Task description: For every line of the records below that holds "tree", add one. Give only the final total.

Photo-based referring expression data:
────────
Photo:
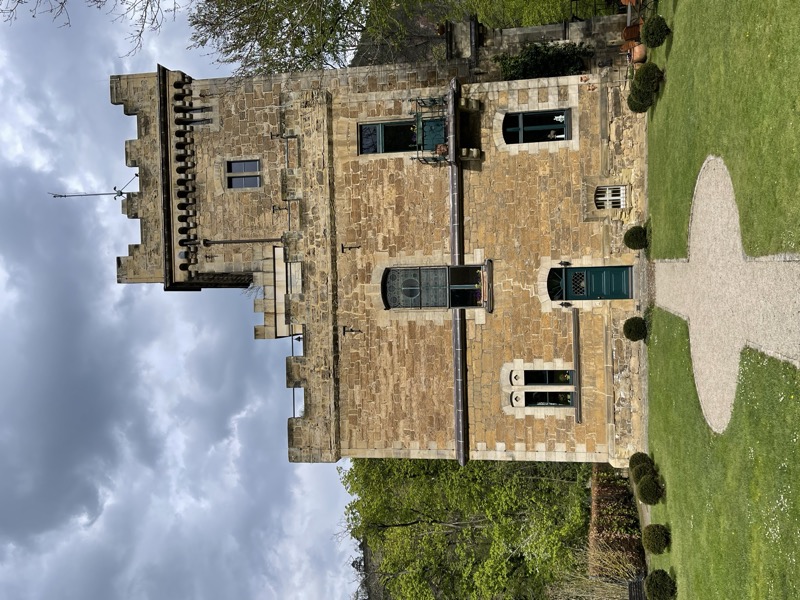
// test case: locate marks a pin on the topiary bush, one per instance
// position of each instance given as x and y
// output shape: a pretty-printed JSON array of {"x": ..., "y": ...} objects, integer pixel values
[
  {"x": 658, "y": 585},
  {"x": 649, "y": 489},
  {"x": 656, "y": 538},
  {"x": 635, "y": 329},
  {"x": 637, "y": 458},
  {"x": 648, "y": 77},
  {"x": 655, "y": 31},
  {"x": 636, "y": 238},
  {"x": 638, "y": 105},
  {"x": 545, "y": 60},
  {"x": 641, "y": 470}
]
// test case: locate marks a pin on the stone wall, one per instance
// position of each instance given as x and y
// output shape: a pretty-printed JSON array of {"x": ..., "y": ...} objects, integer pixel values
[{"x": 379, "y": 383}]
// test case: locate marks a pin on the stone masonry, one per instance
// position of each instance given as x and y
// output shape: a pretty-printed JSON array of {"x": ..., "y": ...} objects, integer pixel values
[{"x": 315, "y": 236}]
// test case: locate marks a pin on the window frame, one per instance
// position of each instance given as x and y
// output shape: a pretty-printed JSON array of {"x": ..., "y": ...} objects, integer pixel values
[
  {"x": 380, "y": 134},
  {"x": 523, "y": 388},
  {"x": 433, "y": 293},
  {"x": 519, "y": 128},
  {"x": 610, "y": 197},
  {"x": 243, "y": 174}
]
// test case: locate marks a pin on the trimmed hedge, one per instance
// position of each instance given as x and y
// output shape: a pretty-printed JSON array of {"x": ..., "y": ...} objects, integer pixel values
[
  {"x": 641, "y": 470},
  {"x": 658, "y": 585},
  {"x": 637, "y": 458},
  {"x": 649, "y": 490},
  {"x": 656, "y": 538},
  {"x": 636, "y": 238},
  {"x": 635, "y": 329},
  {"x": 638, "y": 105},
  {"x": 655, "y": 31},
  {"x": 648, "y": 77},
  {"x": 644, "y": 87},
  {"x": 545, "y": 60}
]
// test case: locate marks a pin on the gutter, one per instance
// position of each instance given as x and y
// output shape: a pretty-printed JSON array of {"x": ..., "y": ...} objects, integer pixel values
[{"x": 460, "y": 416}]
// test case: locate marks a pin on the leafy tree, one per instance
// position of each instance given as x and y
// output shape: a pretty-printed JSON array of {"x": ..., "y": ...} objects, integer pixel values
[
  {"x": 143, "y": 15},
  {"x": 487, "y": 530}
]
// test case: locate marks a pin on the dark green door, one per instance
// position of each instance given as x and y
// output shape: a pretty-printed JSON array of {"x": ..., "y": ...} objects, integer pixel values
[{"x": 589, "y": 283}]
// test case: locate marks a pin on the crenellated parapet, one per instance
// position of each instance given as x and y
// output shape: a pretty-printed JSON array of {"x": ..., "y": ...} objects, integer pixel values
[{"x": 138, "y": 94}]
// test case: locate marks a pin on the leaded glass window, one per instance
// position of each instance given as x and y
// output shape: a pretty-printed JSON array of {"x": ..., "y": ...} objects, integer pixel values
[
  {"x": 536, "y": 127},
  {"x": 432, "y": 287}
]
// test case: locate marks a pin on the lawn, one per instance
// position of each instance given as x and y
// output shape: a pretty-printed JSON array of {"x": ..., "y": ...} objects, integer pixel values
[
  {"x": 733, "y": 500},
  {"x": 731, "y": 91}
]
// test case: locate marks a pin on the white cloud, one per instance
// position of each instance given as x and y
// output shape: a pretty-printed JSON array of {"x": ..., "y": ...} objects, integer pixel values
[
  {"x": 23, "y": 137},
  {"x": 9, "y": 295}
]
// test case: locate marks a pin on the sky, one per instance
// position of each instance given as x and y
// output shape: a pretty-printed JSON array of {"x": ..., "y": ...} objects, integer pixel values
[{"x": 143, "y": 444}]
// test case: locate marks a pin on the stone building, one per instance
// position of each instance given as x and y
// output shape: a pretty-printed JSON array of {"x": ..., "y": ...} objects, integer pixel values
[{"x": 448, "y": 245}]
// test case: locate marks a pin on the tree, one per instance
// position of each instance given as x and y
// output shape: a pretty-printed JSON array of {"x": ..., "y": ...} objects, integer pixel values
[
  {"x": 276, "y": 36},
  {"x": 144, "y": 15},
  {"x": 487, "y": 530}
]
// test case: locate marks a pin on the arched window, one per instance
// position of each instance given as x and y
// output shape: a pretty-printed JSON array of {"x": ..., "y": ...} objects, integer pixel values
[
  {"x": 536, "y": 127},
  {"x": 432, "y": 287},
  {"x": 589, "y": 283}
]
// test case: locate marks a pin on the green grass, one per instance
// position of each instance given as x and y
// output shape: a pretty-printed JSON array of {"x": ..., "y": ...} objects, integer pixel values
[
  {"x": 731, "y": 91},
  {"x": 733, "y": 499}
]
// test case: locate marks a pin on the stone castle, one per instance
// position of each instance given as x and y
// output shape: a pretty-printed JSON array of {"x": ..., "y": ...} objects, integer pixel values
[{"x": 448, "y": 245}]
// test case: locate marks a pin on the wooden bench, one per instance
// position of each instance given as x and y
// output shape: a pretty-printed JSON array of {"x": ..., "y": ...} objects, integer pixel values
────────
Problem solution: 2